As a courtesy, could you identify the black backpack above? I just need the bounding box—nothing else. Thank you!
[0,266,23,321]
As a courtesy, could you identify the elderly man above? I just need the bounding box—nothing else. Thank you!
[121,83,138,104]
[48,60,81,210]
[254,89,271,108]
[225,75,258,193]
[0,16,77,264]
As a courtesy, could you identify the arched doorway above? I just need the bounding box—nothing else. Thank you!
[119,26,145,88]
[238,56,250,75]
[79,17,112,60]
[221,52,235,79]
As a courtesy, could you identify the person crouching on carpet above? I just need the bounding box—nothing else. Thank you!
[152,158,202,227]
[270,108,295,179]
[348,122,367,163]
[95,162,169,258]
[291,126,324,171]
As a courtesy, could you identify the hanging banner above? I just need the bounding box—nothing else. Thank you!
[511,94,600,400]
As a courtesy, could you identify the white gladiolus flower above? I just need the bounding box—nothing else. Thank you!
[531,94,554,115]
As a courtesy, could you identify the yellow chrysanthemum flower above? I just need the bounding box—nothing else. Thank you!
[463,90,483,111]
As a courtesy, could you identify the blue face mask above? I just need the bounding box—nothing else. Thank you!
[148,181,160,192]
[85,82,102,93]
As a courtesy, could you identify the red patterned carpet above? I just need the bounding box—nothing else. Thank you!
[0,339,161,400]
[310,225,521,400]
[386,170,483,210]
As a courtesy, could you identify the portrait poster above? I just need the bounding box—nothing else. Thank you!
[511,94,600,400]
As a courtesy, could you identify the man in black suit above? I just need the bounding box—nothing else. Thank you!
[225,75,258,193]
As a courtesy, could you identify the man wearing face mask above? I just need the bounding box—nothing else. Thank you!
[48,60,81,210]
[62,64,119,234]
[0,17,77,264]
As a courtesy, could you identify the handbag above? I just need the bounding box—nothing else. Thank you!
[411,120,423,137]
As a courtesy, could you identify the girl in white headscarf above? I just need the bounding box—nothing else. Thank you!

- _Exercise directions_: Give the material above, from its start through the line containing "[411,120,423,137]", as a numbered list, and leave out any blank lines.

- _Solution_:
1. As a courtesy, could you identify the black backpack above? I just need the bounding box—nothing else. Thank you!
2. [0,266,23,321]
3. As a courtesy, could you identify the elderly man above? I just need the bounding box—nothing else. Thank you!
4. [121,83,138,104]
5. [48,60,81,210]
6. [254,89,271,108]
7. [225,75,258,193]
8. [0,16,77,264]
9. As a courtesy, could you identify the arched doorway above? I just need the bounding box—nothing else. Thank you!
10. [119,26,145,88]
11. [238,56,250,75]
12. [79,17,112,60]
13. [221,52,235,79]
14. As a courtesy, could you identify the person crouching on carpet above? I just need the bounding box—nothing else. Thank you!
15. [152,158,202,227]
16. [270,108,295,179]
17. [348,122,367,163]
18. [95,162,169,258]
19. [291,126,324,171]
20. As a courtesy, could you identify the hanging banner above? I just need the bounding box—nothing else. Thank you!
21. [511,94,600,400]
22. As a courtesy, could you identify the white gladiolus flower above? I just need the bounding box—nothing else. Thank you!
23. [531,94,554,115]
24. As a courtesy, could you identify the yellow chrysanthemum flower above? I just need the bounding box—nothing else. Thank you!
25. [463,90,483,111]
26. As a courtesy, could you identify the blue face mask above? I just need the bounding box—nothing else. Thank you!
27. [148,181,160,192]
28. [85,82,102,93]
29. As a courtesy, could you identify the red patterned carpet above? I just need the bounding box—nothing else. Thank you!
30. [0,339,161,400]
31. [310,225,521,400]
32. [386,170,483,210]
33. As a courtesy, could you identify the portrait poster above? I just need the bounding box—nothing else. Thank you!
34. [511,94,600,400]
35. As a courtesy, could you identify the man in black suit above? I just need the bounding box—nothing else. Thank you!
36. [225,75,258,193]
37. As a courtesy, could you identify the man wearing face mask above? I just need the bounding box—nothing else. Thank you!
38. [48,60,81,210]
39. [62,64,119,234]
40. [0,17,77,264]
41. As a courtesy, could you identify the handbag above? I just need the bounding box—nothing else. Thank you!
42. [411,120,423,137]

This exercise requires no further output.